> [TASK SET]:
1. Decide whether each statement agrees with the Ultra Mono review: (a) Jehnny Beth is featured on Ne Touche Pas Moi; (b) Talbot makes sword and gun noises on Kill Them With Kindness; (c) Adam Devonshire plays drums on the album. Answer yes or no for each and quote the words of the review that decide it.
2. Proceed with the Ultra Mono review, picking up after its final sentence.

> [EXTRACT TO READ]:
======
Another moment that recalls their first album is the Ne Touche Pas Moi. The Jehnny Beth-featuring track is a ferocious attack on the plague of sexual assault that can be found at concerts and clubs, echoing the equally terse feminism of the band’s breakout hit Mother.

The inclusion of absurdist lyrics that have littered some of Idles’ songs in the past has come to the forefront of Ultra Mono; Talbot relishes in onomatopoeia here, making sword and gun noises on the imperious opener War, and it would be remiss to not bring up his cry of “na-na-na-gnaw-gnaw-gnaw said the beaver to the dam” on Kill Them With Kindness.

Image by Tom Ham
Image by Tom Ham
The performances on Ultra Mono are as good as we’ve ever seen from an Idles effort: bassist Adam Devonshire and drummer Jon Beavis do not miss a beat between them and give every single song here a frenetic, yet flawlessly tight energy. Joe Talbot normally sounds like he’s necked a pint of gasoline before delivering his roaring vocals, but here it seems he’s mixed a few brass tacks into the brew. You can hear the absolute carnage that comes from his throat throughout, even sounding like he is seriously risking tearing a vocal chord on Mr Motivator.
======
> [DATA SHOWN]:
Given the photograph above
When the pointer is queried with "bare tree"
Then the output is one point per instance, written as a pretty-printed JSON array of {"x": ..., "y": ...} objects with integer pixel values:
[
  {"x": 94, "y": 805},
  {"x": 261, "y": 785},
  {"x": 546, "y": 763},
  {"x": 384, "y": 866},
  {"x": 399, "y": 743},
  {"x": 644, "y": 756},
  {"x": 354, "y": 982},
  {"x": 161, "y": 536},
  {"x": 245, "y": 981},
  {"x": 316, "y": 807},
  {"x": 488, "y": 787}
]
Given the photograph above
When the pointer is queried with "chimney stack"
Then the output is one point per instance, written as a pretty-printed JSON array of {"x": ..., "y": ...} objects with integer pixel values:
======
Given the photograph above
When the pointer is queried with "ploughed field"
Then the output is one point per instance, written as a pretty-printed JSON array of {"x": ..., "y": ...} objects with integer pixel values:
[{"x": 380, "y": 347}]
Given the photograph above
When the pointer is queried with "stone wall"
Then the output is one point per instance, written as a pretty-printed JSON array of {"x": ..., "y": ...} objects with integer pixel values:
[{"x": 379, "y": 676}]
======
> [SET OF ANSWERS]:
1.
(a) Yes: "The Jehnny Beth-featuring track"
(b) No: "making sword and gun noises on the imperious opener War"
(c) No: "bassist Adam Devonshire and drummer Jon Beavis"

2.
Meanwhile, guitarists Lee Kiernan and Mark Bowen have created a monster between them. Previously mentioned was the wall of sound approach the band use here, and this is largely to the work of these two - layering effects on top of effects to create sounds that feel like were never meant for terrestrial listening.

Quite rightly, the band are at the point where they are embarking on arena tours, and the sound of the album is exactly what is needed to fill every inch of those cavernous spaces.